▶

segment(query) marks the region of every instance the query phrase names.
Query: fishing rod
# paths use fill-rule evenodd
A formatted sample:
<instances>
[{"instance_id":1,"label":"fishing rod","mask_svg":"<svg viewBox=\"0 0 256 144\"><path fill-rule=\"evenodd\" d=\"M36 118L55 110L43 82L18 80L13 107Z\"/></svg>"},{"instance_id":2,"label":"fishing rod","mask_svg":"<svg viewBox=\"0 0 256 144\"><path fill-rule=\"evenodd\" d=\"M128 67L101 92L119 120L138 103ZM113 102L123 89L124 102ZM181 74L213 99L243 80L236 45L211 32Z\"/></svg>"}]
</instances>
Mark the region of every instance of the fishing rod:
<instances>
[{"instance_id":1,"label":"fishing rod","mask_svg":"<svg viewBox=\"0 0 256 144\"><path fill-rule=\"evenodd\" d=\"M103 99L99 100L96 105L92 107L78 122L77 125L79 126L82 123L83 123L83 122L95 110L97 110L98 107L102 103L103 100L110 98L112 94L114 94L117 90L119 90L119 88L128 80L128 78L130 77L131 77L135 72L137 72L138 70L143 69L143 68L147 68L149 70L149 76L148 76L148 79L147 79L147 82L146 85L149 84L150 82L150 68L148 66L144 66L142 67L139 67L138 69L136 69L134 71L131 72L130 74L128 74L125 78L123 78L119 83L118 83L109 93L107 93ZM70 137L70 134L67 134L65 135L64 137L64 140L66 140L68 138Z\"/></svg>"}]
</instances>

◀
▶

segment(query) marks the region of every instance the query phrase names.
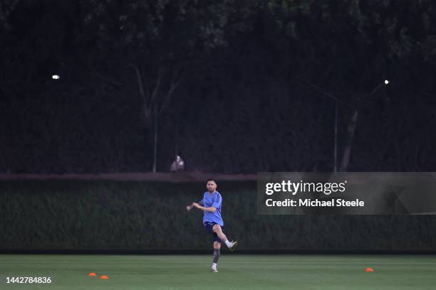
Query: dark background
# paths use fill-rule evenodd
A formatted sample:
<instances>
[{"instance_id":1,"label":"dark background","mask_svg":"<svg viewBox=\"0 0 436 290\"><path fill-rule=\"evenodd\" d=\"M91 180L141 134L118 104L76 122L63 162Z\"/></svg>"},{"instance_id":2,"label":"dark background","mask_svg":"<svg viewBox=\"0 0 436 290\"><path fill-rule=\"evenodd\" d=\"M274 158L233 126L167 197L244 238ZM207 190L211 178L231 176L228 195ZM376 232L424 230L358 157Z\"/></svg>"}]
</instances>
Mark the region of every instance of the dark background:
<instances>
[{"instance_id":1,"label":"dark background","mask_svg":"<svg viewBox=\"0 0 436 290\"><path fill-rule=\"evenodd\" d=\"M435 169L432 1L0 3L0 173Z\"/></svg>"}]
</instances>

◀
▶

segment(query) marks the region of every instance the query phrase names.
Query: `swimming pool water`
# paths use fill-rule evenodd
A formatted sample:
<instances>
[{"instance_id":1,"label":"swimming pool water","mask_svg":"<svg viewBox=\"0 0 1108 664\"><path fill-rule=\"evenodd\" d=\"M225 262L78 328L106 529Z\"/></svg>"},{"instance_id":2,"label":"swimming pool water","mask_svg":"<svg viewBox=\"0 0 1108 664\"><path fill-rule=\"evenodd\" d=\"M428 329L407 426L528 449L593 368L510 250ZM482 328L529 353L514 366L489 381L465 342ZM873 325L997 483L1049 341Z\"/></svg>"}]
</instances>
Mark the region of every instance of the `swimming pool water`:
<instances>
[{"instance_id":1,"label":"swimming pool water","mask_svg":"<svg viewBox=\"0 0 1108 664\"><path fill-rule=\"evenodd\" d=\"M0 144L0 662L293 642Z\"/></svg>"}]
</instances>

◀

Gather every line of the records that contains the string "dark", and copy each one in full. Case counts.

The response —
Query: dark background
[{"instance_id":1,"label":"dark background","mask_svg":"<svg viewBox=\"0 0 436 290\"><path fill-rule=\"evenodd\" d=\"M91 180L141 134L118 104L76 122L63 162Z\"/></svg>"},{"instance_id":2,"label":"dark background","mask_svg":"<svg viewBox=\"0 0 436 290\"><path fill-rule=\"evenodd\" d=\"M274 158L233 126L167 197L244 238ZM207 190L211 178L231 176L228 195ZM376 232L424 230L358 157Z\"/></svg>"}]
Mark the region of every instance of the dark background:
[{"instance_id":1,"label":"dark background","mask_svg":"<svg viewBox=\"0 0 436 290\"><path fill-rule=\"evenodd\" d=\"M435 169L432 1L0 3L0 173Z\"/></svg>"}]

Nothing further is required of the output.